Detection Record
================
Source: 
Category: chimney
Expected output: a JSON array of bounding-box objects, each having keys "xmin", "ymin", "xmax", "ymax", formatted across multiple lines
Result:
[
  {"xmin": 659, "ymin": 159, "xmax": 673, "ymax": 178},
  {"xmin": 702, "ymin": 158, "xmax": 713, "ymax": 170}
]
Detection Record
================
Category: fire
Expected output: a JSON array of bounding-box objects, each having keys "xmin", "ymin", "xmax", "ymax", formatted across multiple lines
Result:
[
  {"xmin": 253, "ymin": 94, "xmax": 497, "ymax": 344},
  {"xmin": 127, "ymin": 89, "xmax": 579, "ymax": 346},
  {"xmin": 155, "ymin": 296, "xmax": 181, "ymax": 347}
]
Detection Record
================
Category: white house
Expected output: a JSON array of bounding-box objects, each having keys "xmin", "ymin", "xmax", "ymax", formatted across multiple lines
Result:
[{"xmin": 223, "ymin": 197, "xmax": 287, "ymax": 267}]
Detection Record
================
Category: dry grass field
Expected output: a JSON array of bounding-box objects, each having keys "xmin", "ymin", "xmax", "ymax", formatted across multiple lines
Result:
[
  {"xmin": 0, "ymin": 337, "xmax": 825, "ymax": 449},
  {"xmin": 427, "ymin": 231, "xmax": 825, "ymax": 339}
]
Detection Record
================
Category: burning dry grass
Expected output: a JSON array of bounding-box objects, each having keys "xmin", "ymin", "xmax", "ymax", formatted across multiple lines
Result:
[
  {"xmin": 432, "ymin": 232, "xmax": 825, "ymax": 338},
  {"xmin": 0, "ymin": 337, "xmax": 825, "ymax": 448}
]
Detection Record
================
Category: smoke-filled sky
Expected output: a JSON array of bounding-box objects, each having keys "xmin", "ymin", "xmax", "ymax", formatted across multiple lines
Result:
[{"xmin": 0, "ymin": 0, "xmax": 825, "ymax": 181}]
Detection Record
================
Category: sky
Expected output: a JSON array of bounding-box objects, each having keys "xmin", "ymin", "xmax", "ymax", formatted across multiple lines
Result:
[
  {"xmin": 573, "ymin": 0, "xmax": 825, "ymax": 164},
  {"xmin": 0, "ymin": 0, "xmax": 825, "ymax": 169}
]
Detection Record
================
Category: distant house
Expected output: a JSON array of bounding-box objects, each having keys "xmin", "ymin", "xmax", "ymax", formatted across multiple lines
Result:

DIRECTION: Tally the lines of the records that contain the string "Category". Give only the resulting number.

CORRECT ANSWER: 8